* GIVEN DATA
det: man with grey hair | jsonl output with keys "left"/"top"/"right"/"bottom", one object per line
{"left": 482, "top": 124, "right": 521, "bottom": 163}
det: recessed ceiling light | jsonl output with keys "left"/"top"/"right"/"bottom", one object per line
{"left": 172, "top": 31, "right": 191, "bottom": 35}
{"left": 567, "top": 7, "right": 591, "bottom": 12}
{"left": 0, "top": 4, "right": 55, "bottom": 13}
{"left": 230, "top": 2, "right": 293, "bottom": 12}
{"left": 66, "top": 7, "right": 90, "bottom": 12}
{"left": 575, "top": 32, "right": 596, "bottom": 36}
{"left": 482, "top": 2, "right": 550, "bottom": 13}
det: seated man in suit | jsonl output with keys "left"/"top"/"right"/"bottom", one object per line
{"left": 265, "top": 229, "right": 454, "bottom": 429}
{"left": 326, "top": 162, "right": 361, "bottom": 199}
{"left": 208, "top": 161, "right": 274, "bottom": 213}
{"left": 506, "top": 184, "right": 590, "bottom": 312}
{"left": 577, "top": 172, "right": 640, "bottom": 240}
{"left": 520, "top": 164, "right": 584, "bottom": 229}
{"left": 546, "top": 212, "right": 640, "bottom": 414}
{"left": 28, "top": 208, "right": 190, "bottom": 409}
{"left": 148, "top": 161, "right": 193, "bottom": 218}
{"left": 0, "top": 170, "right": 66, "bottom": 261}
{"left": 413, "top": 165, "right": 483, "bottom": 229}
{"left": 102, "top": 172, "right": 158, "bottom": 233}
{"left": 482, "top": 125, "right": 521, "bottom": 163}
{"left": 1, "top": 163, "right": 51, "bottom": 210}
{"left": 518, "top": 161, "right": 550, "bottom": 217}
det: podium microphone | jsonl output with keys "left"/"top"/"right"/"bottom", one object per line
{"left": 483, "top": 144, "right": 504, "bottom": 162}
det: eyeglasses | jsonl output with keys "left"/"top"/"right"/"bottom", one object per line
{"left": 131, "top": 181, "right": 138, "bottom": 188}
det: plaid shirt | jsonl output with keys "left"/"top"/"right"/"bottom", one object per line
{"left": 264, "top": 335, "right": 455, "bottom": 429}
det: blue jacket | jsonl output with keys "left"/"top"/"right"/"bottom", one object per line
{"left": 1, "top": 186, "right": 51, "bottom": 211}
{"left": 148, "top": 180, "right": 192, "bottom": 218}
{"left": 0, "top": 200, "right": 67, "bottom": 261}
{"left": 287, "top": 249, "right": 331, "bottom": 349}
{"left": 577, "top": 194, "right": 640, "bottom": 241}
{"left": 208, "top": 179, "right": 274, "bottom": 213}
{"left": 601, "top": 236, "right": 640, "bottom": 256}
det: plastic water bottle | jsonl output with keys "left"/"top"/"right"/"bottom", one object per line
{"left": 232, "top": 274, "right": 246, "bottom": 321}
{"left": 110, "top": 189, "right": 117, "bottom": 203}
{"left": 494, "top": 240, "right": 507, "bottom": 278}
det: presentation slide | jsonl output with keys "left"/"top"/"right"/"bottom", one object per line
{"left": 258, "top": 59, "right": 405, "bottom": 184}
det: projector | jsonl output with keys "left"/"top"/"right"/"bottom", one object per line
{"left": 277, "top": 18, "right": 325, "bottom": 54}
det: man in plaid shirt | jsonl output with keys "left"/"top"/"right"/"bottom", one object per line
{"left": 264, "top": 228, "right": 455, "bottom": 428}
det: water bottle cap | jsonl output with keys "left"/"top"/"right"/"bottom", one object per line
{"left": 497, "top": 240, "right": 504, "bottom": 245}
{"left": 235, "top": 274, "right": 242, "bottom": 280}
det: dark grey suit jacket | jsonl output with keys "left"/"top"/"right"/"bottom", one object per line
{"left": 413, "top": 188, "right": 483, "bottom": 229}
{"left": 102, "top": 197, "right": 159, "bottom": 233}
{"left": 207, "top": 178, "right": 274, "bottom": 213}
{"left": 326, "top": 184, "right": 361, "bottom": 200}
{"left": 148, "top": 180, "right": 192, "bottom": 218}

* TASK TO CARRY OUT
Nothing above should be left out. Print all the records exactly.

* ANSWER SECTION
det: man with grey hair | jsonl output with keys "left"/"top"/"right"/"bottom", one object per line
{"left": 482, "top": 124, "right": 521, "bottom": 163}
det: recessed ceiling light | jsonl output with keys "left"/"top"/"right"/"bottom", one object per line
{"left": 172, "top": 31, "right": 191, "bottom": 35}
{"left": 567, "top": 7, "right": 591, "bottom": 12}
{"left": 0, "top": 4, "right": 55, "bottom": 13}
{"left": 230, "top": 2, "right": 293, "bottom": 12}
{"left": 66, "top": 7, "right": 90, "bottom": 12}
{"left": 575, "top": 32, "right": 596, "bottom": 36}
{"left": 482, "top": 2, "right": 550, "bottom": 13}
det: seated man in suit | jsonl output with keys "left"/"top"/"right"/"bottom", one object per line
{"left": 265, "top": 229, "right": 454, "bottom": 429}
{"left": 326, "top": 162, "right": 361, "bottom": 199}
{"left": 208, "top": 161, "right": 274, "bottom": 213}
{"left": 506, "top": 184, "right": 590, "bottom": 312}
{"left": 577, "top": 172, "right": 640, "bottom": 240}
{"left": 520, "top": 164, "right": 584, "bottom": 229}
{"left": 546, "top": 212, "right": 640, "bottom": 414}
{"left": 28, "top": 208, "right": 190, "bottom": 409}
{"left": 148, "top": 161, "right": 193, "bottom": 218}
{"left": 0, "top": 170, "right": 66, "bottom": 261}
{"left": 413, "top": 165, "right": 483, "bottom": 229}
{"left": 102, "top": 172, "right": 158, "bottom": 233}
{"left": 482, "top": 125, "right": 521, "bottom": 163}
{"left": 1, "top": 163, "right": 51, "bottom": 210}
{"left": 518, "top": 161, "right": 550, "bottom": 217}
det: podium microphone | jsonl output with keys "left"/"top"/"right"/"bottom", one object per line
{"left": 483, "top": 144, "right": 504, "bottom": 162}
det: eyeglasses | jsonl output with keys "left"/"top"/"right"/"bottom", one object per line
{"left": 131, "top": 181, "right": 138, "bottom": 188}
det: plaid shirt | jsonl output with keys "left"/"top"/"right"/"bottom", one object per line
{"left": 264, "top": 335, "right": 455, "bottom": 429}
det: blue jacket | jsonl output with keys "left"/"top"/"right"/"bottom", one object per line
{"left": 1, "top": 186, "right": 51, "bottom": 211}
{"left": 148, "top": 180, "right": 192, "bottom": 218}
{"left": 0, "top": 200, "right": 67, "bottom": 261}
{"left": 287, "top": 249, "right": 331, "bottom": 349}
{"left": 577, "top": 194, "right": 640, "bottom": 241}
{"left": 208, "top": 179, "right": 274, "bottom": 213}
{"left": 601, "top": 236, "right": 640, "bottom": 256}
det: plastic water bottle | jsonl output with keys "left"/"top"/"right"/"bottom", one object per line
{"left": 232, "top": 274, "right": 246, "bottom": 321}
{"left": 110, "top": 189, "right": 117, "bottom": 203}
{"left": 494, "top": 240, "right": 507, "bottom": 278}
det: presentation slide | jsonl output with keys "left"/"top"/"right"/"bottom", one object per line
{"left": 258, "top": 59, "right": 405, "bottom": 184}
det: projector | jsonl output with keys "left"/"top"/"right"/"bottom", one object per line
{"left": 277, "top": 18, "right": 325, "bottom": 54}
det: man in plaid shirt | jsonl output with keys "left"/"top"/"right"/"bottom", one object per line
{"left": 264, "top": 228, "right": 455, "bottom": 428}
det: water bottle cap | jsonl output with keys "left"/"top"/"right"/"bottom", one object per line
{"left": 497, "top": 240, "right": 504, "bottom": 245}
{"left": 235, "top": 274, "right": 242, "bottom": 280}
det: dark grey suit jacket | jsonl output with keys "left"/"top"/"right"/"bottom", one object per line
{"left": 413, "top": 188, "right": 483, "bottom": 229}
{"left": 102, "top": 197, "right": 159, "bottom": 233}
{"left": 207, "top": 178, "right": 274, "bottom": 213}
{"left": 326, "top": 184, "right": 361, "bottom": 200}
{"left": 148, "top": 180, "right": 192, "bottom": 218}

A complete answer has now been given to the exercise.